Problem description =
Search the records for lines with the word "instance" and copy each match.

Recorded information =
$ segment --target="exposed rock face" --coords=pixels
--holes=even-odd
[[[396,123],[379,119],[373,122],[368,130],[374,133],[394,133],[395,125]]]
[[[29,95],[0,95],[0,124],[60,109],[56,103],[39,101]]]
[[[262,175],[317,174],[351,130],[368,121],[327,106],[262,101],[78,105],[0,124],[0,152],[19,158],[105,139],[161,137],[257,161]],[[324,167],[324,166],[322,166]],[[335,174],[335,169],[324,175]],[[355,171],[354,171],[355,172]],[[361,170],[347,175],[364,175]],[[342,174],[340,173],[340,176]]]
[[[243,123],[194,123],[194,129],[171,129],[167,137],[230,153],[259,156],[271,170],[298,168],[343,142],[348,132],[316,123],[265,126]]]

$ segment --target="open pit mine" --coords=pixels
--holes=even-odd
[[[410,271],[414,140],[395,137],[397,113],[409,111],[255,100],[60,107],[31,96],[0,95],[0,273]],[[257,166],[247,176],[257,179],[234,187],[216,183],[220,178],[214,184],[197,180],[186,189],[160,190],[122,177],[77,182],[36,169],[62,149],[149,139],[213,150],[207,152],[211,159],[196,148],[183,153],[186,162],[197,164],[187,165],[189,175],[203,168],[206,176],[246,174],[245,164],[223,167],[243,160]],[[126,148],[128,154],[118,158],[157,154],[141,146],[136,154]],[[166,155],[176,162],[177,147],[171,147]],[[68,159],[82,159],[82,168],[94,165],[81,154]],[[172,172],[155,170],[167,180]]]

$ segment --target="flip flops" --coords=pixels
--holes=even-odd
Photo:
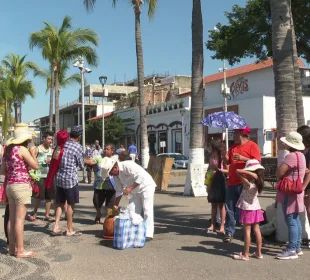
[[[49,223],[53,223],[53,222],[55,222],[55,219],[50,218],[50,217],[45,217],[45,218],[43,219],[43,221],[49,222]]]
[[[29,220],[30,220],[31,222],[36,221],[36,219],[37,219],[36,215],[30,215],[30,216],[29,216]]]
[[[243,256],[242,253],[240,253],[239,255],[233,255],[232,258],[237,261],[248,261],[249,260],[249,258],[246,258],[245,256]]]
[[[83,233],[82,232],[79,232],[79,231],[73,231],[73,232],[66,232],[66,236],[68,237],[72,237],[72,236],[81,236]]]
[[[256,255],[256,252],[253,253],[253,254],[251,254],[250,257],[251,257],[251,258],[254,258],[254,259],[259,259],[259,260],[261,260],[261,259],[264,258],[263,255],[257,256],[257,255]]]
[[[51,232],[51,235],[52,235],[52,236],[61,236],[61,235],[64,235],[64,233],[63,233],[62,231],[58,231],[58,232],[52,231],[52,232]]]
[[[25,259],[25,258],[35,258],[36,254],[32,251],[24,251],[23,253],[16,254],[16,258]]]

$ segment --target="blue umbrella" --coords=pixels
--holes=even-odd
[[[215,128],[242,129],[246,127],[246,122],[242,117],[225,111],[209,114],[200,123]]]

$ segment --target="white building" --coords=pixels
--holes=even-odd
[[[307,90],[309,83],[309,70],[302,69],[304,64],[299,60],[302,70],[303,86]],[[233,111],[242,116],[251,128],[251,139],[255,141],[262,154],[275,156],[276,142],[276,111],[274,96],[274,74],[272,59],[261,63],[253,63],[226,71],[227,87],[230,88],[228,98],[228,111]],[[205,83],[205,115],[222,111],[224,98],[221,94],[223,73],[217,73],[204,78]],[[310,97],[304,96],[304,112],[306,123],[310,120]],[[206,143],[210,137],[220,136],[222,131],[206,128]],[[229,140],[233,139],[232,132]]]

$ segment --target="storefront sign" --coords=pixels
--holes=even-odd
[[[228,99],[235,99],[239,94],[243,94],[246,91],[249,91],[248,79],[240,77],[230,85],[230,96]]]

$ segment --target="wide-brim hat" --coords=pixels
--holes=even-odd
[[[114,167],[115,163],[118,162],[118,156],[104,157],[100,163],[100,168],[102,170],[102,177],[105,179],[109,176],[111,169]]]
[[[255,171],[259,169],[265,169],[264,166],[260,164],[260,162],[257,159],[249,159],[245,163],[244,171]]]
[[[37,137],[37,134],[29,129],[26,123],[17,123],[14,129],[14,137],[6,141],[6,145],[18,145],[24,143],[26,140],[32,140],[32,137]]]
[[[298,132],[292,131],[288,134],[288,136],[281,137],[280,140],[287,146],[298,151],[303,151],[305,149],[305,145],[302,141],[302,136]]]

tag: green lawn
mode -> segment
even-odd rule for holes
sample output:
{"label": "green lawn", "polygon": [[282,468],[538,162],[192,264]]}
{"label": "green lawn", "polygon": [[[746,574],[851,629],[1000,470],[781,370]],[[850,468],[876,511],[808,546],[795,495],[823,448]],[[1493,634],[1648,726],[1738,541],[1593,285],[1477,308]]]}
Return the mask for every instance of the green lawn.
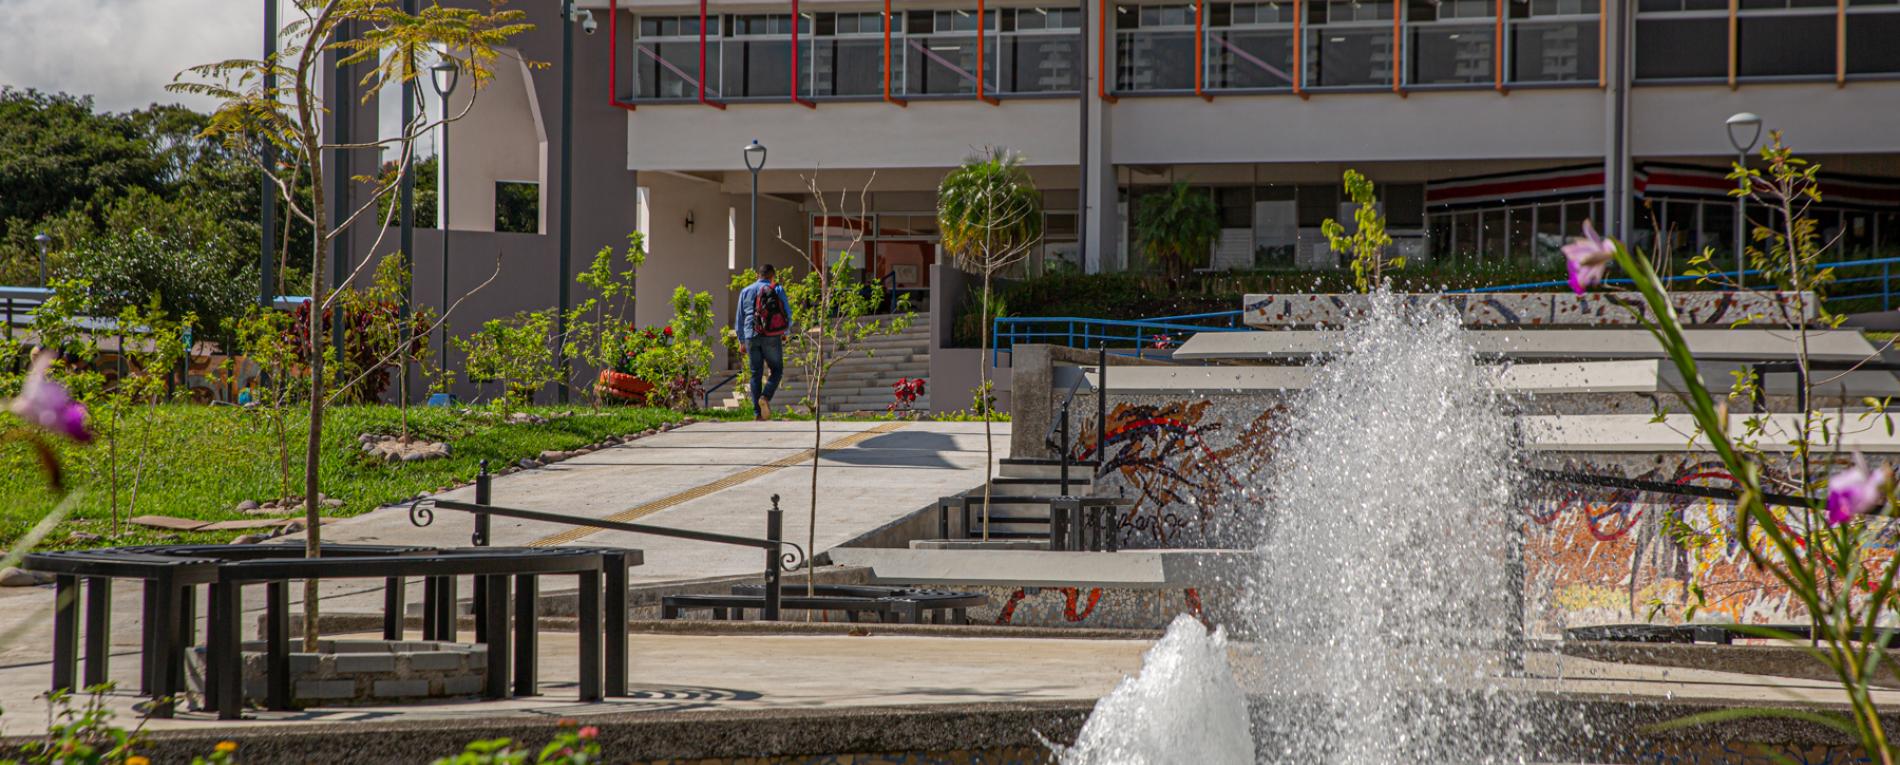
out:
{"label": "green lawn", "polygon": [[[542,416],[573,412],[543,423],[505,424],[481,412],[463,415],[448,409],[411,408],[412,433],[447,441],[453,456],[412,463],[384,463],[366,457],[358,446],[363,433],[396,433],[401,414],[395,407],[359,406],[329,410],[324,418],[322,491],[340,499],[336,516],[356,515],[377,506],[474,477],[482,459],[499,469],[544,450],[574,449],[609,436],[638,433],[683,415],[664,409],[612,407],[595,413],[585,406],[536,407]],[[290,426],[291,491],[302,493],[303,444],[307,420]],[[118,506],[121,518],[170,515],[224,520],[246,517],[235,510],[244,500],[259,502],[284,494],[278,469],[277,441],[270,419],[236,407],[167,405],[149,418],[123,424],[118,440]],[[171,533],[121,526],[111,536],[113,491],[107,479],[108,448],[102,439],[64,449],[67,483],[78,493],[71,518],[41,545],[43,548],[96,547],[155,541],[224,541],[241,532]],[[139,471],[136,504],[132,476]],[[0,547],[44,517],[57,498],[27,447],[0,446]],[[82,536],[78,539],[74,533]],[[88,539],[83,534],[97,534]]]}

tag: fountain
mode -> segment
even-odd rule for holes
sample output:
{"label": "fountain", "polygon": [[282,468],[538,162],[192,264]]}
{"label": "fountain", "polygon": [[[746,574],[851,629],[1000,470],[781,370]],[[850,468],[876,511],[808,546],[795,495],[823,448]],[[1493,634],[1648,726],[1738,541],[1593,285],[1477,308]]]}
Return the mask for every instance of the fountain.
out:
{"label": "fountain", "polygon": [[[1504,763],[1525,756],[1511,587],[1517,464],[1459,317],[1375,295],[1290,402],[1244,625],[1265,657],[1233,737],[1225,635],[1178,620],[1065,763]],[[1199,635],[1195,634],[1200,632]]]}

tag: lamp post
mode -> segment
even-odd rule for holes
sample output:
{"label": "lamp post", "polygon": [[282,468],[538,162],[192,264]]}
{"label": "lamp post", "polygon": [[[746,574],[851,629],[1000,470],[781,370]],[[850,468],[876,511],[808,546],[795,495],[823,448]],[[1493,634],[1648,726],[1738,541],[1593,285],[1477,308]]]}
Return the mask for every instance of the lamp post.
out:
{"label": "lamp post", "polygon": [[752,272],[759,271],[759,171],[765,169],[765,144],[752,139],[744,151],[745,169],[752,171]]}
{"label": "lamp post", "polygon": [[[442,118],[449,116],[449,94],[455,92],[455,83],[462,79],[462,68],[457,66],[455,58],[446,52],[442,61],[429,68],[429,84],[434,86],[436,98],[442,104]],[[436,163],[442,168],[435,189],[435,209],[442,220],[442,310],[449,310],[449,123],[442,123],[442,151],[436,157]],[[449,323],[442,322],[442,332],[436,338],[436,363],[447,368],[449,360]]]}
{"label": "lamp post", "polygon": [[[757,205],[755,203],[754,207],[756,208],[756,206]],[[40,244],[40,286],[45,287],[46,286],[46,248],[52,245],[53,238],[50,236],[47,236],[46,232],[41,231],[38,236],[33,237],[33,241],[39,242]]]}
{"label": "lamp post", "polygon": [[[1742,136],[1748,140],[1744,142]],[[1741,112],[1728,118],[1728,143],[1735,147],[1735,166],[1746,167],[1748,152],[1753,151],[1755,143],[1761,140],[1761,117],[1754,112]],[[1752,188],[1752,185],[1751,185]],[[1735,284],[1742,284],[1742,272],[1746,267],[1748,252],[1748,197],[1735,198]]]}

Exercise output =
Return the mask for every instance of the green lawn.
Return the mask for every instance of the fountain.
Return the mask for every instance of the lamp post.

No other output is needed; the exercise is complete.